**Text section:**
# # #
Wednesday, January 25, 2017

Still time to go, Governor

Governor Mark Dayton insists he can complete his term as governor. I don't think so. He announced he has an additional health challenge yesterday, one ostensibly unrelated to whatever caused him to faint during his State of the State address on Monday:
Gov. Mark Dayton revealed Tuesday that he has been diagnosed with prostate cancer, a new personal challenge for a governor who has struggled with health problems throughout his term and is just embarking on his last two years in office

Dayton disclosed his diagnosis at a news conference the morning after he collapsed during his State of the State speech, cutting the address short and rattling several hundred state legislators and others gathered in the House chamber. Back in front of the cameras Tuesday morning, Dayton said his early prognosis is good, and that he expects to learn more after a follow-up consultation at Mayo Clinic next week to discuss treatment options.
# # #
**Provided records:**
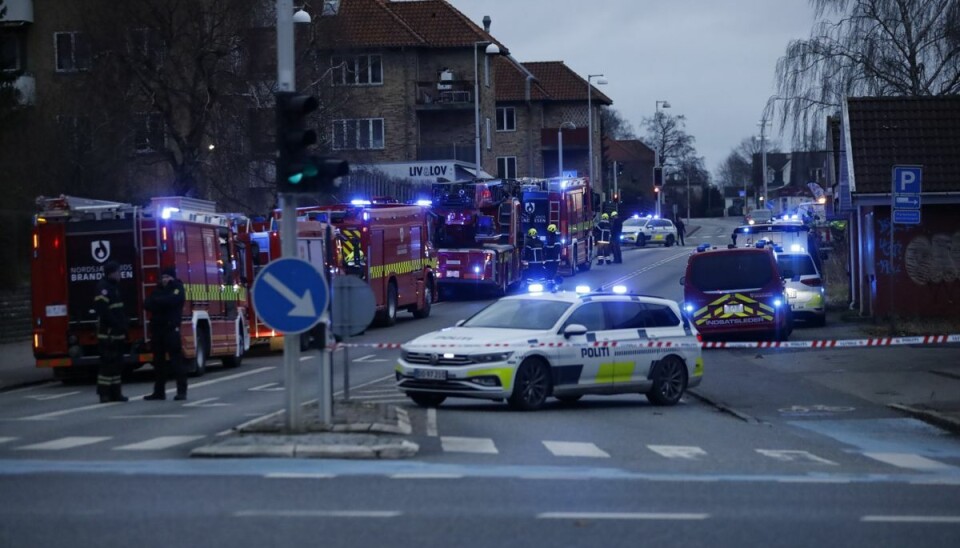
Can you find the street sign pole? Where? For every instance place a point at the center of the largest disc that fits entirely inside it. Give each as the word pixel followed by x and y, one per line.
pixel 286 79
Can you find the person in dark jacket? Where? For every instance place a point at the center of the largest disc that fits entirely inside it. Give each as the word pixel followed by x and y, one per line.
pixel 165 304
pixel 616 228
pixel 111 334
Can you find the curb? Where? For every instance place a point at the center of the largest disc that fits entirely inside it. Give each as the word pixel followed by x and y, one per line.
pixel 935 418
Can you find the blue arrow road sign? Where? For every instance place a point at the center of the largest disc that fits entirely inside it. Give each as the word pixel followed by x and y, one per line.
pixel 290 295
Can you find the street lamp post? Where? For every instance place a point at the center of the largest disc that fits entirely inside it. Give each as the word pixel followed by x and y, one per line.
pixel 656 149
pixel 565 125
pixel 600 82
pixel 492 49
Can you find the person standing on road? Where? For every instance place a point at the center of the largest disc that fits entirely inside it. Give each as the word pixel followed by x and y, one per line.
pixel 165 304
pixel 111 334
pixel 616 228
pixel 681 230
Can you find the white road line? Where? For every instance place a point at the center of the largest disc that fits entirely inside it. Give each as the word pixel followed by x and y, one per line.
pixel 689 452
pixel 161 442
pixel 299 475
pixel 575 449
pixel 62 412
pixel 425 475
pixel 148 417
pixel 64 443
pixel 45 397
pixel 911 519
pixel 909 460
pixel 317 514
pixel 789 455
pixel 622 515
pixel 432 422
pixel 456 444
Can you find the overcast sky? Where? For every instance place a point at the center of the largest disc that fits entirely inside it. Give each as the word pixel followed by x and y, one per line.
pixel 714 60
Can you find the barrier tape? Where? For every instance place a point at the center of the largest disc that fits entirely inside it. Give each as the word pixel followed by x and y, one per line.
pixel 817 344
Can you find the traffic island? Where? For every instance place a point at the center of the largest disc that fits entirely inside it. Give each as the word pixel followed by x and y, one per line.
pixel 358 431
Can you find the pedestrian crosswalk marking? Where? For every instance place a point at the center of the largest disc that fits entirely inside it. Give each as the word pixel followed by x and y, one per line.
pixel 68 442
pixel 162 442
pixel 575 449
pixel 689 452
pixel 456 444
pixel 911 461
pixel 789 455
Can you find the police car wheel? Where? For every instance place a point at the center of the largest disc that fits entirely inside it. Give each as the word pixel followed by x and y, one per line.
pixel 532 386
pixel 669 382
pixel 426 400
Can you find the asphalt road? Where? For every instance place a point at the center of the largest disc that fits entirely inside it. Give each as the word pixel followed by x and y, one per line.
pixel 760 454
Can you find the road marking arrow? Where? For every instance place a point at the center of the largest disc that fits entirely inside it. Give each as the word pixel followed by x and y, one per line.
pixel 302 306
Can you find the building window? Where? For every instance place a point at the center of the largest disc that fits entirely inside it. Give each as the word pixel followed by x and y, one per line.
pixel 360 134
pixel 148 133
pixel 9 53
pixel 77 135
pixel 507 167
pixel 147 45
pixel 506 119
pixel 360 70
pixel 73 51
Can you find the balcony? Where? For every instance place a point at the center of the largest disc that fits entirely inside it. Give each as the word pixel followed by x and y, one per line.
pixel 464 152
pixel 444 95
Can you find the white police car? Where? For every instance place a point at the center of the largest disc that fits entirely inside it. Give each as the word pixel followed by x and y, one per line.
pixel 526 348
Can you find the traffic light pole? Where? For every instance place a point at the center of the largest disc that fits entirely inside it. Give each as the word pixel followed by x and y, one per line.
pixel 286 79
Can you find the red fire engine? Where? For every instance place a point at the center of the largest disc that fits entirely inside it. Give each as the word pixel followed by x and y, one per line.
pixel 316 243
pixel 566 203
pixel 478 235
pixel 74 237
pixel 388 246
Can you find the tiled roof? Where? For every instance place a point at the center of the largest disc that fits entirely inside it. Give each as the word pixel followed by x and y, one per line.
pixel 889 131
pixel 441 24
pixel 366 24
pixel 562 83
pixel 512 81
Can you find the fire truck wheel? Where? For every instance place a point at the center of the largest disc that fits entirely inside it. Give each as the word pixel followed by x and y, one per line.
pixel 427 300
pixel 203 351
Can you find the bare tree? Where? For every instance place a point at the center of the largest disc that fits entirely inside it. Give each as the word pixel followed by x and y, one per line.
pixel 874 48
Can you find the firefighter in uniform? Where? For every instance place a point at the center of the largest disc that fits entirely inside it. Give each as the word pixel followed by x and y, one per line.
pixel 616 228
pixel 603 239
pixel 165 304
pixel 111 334
pixel 551 251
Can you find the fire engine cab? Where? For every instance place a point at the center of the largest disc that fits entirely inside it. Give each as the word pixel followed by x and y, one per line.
pixel 74 237
pixel 566 203
pixel 478 238
pixel 388 246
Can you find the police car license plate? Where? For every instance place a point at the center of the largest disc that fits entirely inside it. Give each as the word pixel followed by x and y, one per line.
pixel 430 374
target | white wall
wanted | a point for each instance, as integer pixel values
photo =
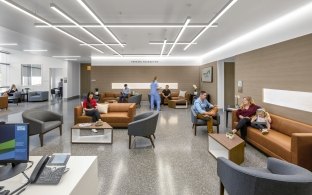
# # #
**What needs to be done:**
Retype the entire post about Governor Dayton's health word for word. The listing comes from a different source than the post about Governor Dayton's health.

**Answer below:**
Wednesday, January 25, 2017

Still time to go, Governor

Governor Mark Dayton insists he can complete his term as governor. I don't think so. He announced he has an additional health challenge yesterday, one ostensibly unrelated to whatever caused him to faint during his State of the State address on Monday:
Gov. Mark Dayton revealed Tuesday that he has been diagnosed with prostate cancer, a new personal challenge for a governor who has struggled with health problems throughout his term and is just embarking on his last two years in office

Dayton disclosed his diagnosis at a news conference the morning after he collapsed during his State of the State speech, cutting the address short and rattling several hundred state legislators and others gathered in the House chamber. Back in front of the cameras Tuesday morning, Dayton said his early prognosis is good, and that he expects to learn more after a follow-up consultation at Mayo Clinic next week to discuss treatment options.